### APPLY WHAT YOU READ
a. In the passage on deer, what scientific name is given to the single species that includes both the mule deer type and the black-tailed deer type?
b. Transcribe a portion of the passage on deer word for word, starting with "Those two deer" and going on through "white-tail-like mitochondrial DNA.".
c. Continue the passage on deer from the point where it stops.

### SUPPLIED PASSAGE
____________________
This guy is a good naturalist, and he has excellent trail camera placement.

But what he’s actually seeing are not hybrids. What he is seeing is the wonderful transition from the mule deer type that is common in the interior West to the black-tailed deer type, which is common more toward the Pacific Coast.

Those two deer are now recognized as a single species (Odocoileus hemionus), though the mule deer type is recognized to have some hybridization from the white-tailed because it possesses white-tail-like mitochondrial DNA.

Hybridization does occur between white-tails and mule deer, but the survival rate is quite low among the F1s. Mule deer have a stotting evasion behavior, which is incompatible with the white-tail’s bounding pattern. The offspring inherit both behaviors, and they cannot effectively evade predators.  The stotting behavior is used to communicate to a predator that might be hunting the mule deer on the open range that this deer awfully healthy and that it should try a different target. White-tailed deer are forest deer, and they just bound away from predators.
____________________
### INFORMATION
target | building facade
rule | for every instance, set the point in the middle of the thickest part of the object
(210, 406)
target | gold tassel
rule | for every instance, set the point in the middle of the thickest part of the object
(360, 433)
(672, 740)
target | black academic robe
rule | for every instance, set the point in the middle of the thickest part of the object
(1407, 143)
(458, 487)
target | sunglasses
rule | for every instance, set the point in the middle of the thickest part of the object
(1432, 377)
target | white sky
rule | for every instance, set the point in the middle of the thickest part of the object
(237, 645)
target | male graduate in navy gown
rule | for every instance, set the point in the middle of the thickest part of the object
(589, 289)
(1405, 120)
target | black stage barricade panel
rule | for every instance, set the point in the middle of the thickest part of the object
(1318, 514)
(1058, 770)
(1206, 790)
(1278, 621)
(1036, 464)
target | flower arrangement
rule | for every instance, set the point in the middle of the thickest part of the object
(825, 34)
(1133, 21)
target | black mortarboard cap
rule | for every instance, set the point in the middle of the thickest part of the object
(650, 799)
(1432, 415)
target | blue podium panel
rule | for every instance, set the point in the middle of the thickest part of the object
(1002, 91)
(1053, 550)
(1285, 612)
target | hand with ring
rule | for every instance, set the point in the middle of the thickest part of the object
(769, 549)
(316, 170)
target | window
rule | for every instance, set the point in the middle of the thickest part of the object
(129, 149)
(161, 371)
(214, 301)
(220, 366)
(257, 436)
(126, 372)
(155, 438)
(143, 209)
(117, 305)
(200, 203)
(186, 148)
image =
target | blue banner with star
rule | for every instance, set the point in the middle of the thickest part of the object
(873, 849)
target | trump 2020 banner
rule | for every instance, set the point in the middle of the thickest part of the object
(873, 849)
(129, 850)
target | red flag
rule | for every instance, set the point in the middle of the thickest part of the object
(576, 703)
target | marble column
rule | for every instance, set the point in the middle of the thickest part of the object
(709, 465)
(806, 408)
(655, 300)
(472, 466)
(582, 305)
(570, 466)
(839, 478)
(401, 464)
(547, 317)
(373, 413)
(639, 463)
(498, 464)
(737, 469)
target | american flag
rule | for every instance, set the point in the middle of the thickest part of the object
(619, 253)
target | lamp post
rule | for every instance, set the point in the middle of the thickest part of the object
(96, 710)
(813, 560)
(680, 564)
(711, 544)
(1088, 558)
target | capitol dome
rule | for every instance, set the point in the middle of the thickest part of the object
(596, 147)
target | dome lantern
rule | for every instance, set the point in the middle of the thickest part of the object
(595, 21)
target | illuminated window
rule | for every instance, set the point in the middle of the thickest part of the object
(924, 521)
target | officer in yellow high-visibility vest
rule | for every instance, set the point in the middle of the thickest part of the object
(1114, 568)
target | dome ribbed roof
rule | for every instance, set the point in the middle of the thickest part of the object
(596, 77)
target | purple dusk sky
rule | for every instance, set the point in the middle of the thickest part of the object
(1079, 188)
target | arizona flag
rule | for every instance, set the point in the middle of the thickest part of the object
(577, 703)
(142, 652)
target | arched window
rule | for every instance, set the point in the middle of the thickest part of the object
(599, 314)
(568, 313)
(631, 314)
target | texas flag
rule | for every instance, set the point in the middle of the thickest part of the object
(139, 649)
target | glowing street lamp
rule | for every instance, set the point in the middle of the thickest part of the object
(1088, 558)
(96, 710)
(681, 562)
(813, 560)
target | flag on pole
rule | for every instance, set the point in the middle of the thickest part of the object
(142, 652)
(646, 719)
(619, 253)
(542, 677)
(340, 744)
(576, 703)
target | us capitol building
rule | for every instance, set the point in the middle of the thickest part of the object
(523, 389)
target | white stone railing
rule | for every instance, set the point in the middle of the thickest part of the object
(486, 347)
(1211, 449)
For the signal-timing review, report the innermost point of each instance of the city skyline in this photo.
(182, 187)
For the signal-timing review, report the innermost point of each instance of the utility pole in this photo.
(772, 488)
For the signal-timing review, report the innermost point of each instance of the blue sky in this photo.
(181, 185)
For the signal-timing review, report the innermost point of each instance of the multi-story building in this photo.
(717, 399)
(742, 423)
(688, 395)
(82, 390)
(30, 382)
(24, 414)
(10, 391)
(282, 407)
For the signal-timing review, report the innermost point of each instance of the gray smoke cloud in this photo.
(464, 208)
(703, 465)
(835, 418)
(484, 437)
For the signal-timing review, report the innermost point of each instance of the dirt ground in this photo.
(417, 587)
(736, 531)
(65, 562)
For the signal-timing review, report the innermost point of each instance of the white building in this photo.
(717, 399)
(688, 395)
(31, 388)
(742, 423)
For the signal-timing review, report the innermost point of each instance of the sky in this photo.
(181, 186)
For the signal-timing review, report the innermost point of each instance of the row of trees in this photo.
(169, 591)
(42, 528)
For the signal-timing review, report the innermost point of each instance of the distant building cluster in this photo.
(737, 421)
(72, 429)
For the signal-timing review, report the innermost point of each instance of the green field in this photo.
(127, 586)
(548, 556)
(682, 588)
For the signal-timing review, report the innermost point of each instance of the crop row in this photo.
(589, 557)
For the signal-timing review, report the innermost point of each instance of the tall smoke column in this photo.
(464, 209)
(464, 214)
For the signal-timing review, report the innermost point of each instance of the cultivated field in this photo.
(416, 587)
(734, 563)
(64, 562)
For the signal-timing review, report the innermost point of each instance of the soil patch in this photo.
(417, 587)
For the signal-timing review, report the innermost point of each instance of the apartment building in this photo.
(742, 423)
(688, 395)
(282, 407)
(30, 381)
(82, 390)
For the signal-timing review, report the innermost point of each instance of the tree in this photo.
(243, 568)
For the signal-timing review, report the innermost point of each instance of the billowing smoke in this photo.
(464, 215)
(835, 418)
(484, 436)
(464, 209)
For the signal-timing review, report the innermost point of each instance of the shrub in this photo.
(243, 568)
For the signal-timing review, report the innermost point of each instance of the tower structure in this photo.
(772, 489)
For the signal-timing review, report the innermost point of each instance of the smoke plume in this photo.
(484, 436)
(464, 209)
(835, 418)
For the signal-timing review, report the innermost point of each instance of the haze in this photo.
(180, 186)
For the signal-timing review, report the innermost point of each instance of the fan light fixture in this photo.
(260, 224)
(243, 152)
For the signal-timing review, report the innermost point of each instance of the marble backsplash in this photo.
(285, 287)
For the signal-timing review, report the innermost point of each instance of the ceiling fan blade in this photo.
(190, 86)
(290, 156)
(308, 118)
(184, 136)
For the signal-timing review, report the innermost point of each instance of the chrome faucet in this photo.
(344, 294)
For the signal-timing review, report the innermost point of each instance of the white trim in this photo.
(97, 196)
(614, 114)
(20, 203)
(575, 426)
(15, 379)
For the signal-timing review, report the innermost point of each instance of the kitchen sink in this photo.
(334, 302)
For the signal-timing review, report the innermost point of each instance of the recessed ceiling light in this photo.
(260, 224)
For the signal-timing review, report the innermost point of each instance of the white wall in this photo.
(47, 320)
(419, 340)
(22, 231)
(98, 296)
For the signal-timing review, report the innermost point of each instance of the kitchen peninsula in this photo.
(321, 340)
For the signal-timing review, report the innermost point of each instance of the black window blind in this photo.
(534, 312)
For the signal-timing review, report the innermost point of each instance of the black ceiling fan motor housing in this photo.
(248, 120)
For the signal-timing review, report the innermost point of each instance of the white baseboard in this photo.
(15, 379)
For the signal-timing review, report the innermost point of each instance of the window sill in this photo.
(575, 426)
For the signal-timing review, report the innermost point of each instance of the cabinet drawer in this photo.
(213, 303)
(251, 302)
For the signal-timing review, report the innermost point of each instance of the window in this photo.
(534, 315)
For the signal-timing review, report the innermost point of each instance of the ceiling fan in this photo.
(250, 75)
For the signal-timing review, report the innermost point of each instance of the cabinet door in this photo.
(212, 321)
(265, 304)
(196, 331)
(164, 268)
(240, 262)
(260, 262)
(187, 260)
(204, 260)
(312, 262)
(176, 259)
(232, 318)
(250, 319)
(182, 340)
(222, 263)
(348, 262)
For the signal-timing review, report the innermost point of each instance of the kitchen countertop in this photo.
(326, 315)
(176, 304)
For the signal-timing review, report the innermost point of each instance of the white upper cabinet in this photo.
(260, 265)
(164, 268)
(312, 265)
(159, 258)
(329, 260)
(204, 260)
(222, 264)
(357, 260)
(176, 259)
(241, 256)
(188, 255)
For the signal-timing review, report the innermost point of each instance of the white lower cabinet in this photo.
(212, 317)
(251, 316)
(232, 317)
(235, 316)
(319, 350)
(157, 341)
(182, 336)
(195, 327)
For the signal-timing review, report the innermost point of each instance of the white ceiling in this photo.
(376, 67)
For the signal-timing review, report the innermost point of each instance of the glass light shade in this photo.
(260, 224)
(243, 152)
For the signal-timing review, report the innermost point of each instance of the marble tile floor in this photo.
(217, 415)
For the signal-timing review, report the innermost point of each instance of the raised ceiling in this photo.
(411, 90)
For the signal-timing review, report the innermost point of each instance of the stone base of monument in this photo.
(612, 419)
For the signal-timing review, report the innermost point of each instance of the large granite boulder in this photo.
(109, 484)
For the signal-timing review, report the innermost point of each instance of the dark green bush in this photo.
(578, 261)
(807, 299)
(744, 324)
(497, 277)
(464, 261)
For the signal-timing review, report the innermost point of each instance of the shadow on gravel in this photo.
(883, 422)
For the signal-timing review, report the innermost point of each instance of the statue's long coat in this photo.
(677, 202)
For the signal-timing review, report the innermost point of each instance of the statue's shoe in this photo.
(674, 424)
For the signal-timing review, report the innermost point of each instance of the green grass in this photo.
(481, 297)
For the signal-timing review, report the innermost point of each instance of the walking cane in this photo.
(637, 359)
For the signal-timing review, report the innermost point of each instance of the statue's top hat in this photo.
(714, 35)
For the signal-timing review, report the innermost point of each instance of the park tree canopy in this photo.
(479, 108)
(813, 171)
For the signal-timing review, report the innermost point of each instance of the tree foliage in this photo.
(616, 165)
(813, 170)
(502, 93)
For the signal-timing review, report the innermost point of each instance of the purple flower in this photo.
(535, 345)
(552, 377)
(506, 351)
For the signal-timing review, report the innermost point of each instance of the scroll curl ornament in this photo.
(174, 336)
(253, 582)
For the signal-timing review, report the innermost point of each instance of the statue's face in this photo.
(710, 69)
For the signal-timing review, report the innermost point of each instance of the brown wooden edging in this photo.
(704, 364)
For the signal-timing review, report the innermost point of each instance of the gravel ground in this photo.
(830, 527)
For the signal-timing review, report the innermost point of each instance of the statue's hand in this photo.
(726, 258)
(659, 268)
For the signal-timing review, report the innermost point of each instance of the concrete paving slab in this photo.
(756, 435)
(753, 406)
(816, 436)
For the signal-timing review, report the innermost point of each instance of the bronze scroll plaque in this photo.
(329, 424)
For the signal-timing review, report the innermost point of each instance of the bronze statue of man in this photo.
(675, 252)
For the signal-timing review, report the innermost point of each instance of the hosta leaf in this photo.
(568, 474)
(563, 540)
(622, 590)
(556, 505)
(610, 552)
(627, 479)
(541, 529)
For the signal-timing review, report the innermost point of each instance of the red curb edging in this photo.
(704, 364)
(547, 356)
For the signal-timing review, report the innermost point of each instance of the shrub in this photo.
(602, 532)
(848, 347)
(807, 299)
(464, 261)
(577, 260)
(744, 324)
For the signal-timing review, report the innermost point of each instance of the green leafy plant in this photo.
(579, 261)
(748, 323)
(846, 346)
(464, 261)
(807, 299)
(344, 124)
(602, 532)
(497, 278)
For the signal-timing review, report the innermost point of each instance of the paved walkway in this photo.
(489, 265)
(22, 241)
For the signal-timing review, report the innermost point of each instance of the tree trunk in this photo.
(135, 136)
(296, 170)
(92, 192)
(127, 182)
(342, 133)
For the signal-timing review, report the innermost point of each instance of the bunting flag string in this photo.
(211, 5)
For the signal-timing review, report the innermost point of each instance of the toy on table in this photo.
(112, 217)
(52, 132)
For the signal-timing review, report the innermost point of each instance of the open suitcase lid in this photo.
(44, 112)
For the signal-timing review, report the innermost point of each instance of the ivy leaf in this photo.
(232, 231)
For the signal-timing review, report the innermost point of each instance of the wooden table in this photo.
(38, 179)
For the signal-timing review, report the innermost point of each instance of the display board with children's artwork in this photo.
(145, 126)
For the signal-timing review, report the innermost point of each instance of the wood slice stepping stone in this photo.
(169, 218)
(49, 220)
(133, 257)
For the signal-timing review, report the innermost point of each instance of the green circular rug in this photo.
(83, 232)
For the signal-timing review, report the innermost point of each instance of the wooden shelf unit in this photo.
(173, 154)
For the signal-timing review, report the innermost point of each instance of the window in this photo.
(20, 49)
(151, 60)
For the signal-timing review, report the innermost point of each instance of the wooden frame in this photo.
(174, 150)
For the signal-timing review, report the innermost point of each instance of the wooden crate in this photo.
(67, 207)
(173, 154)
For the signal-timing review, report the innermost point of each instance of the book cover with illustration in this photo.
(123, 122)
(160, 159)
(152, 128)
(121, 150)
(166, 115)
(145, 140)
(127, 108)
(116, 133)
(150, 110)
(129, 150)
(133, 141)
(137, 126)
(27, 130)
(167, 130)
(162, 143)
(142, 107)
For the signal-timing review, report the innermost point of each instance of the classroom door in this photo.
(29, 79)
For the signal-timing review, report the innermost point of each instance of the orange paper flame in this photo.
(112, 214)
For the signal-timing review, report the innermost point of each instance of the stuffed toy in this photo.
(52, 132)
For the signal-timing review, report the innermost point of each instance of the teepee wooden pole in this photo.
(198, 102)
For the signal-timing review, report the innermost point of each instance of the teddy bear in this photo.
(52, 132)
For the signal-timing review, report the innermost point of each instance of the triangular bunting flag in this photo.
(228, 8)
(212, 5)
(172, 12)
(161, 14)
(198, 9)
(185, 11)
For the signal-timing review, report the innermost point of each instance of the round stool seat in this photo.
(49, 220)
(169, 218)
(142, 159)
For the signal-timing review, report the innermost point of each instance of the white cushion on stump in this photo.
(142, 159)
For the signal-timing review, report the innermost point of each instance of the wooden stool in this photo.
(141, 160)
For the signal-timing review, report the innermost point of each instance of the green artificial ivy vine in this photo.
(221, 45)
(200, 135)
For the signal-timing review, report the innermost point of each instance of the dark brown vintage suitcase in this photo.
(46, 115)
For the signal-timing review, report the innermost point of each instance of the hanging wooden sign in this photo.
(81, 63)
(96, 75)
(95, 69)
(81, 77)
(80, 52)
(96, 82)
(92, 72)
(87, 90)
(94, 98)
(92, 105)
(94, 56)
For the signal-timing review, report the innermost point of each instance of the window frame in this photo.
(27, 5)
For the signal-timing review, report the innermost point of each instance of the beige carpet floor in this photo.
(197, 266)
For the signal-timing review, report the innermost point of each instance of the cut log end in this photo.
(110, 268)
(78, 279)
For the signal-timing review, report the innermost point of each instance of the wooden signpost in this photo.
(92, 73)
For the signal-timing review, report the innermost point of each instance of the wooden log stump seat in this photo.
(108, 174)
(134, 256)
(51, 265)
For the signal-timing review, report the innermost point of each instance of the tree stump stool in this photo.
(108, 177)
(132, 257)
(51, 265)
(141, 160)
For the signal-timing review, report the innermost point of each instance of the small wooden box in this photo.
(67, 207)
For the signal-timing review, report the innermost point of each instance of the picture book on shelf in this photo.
____________________
### ANSWERS BY ITEM NUMBER
a. Odocoileus hemionus

b.
Those two deer are now recognized as a single species (Odocoileus hemionus), though the mule deer type is recognized to have some hybridization from the white-tailed because it possesses white-tail-like mitochondrial DNA.

c.
But apparently, there was an introgression of a white-tailed deer matriline into what became mule deer at the Pleistocene/Holocene boundary.

So this transition from true interior West mule deer to the Pacific blacktails apparently starts in Eastern Washington, and of course, you’re going to see the transition somewhere. These two forms interbreed because they are subspecies, and at some point, you’re going to hit the transtional zone between the two, where it gets hard to tell which is which.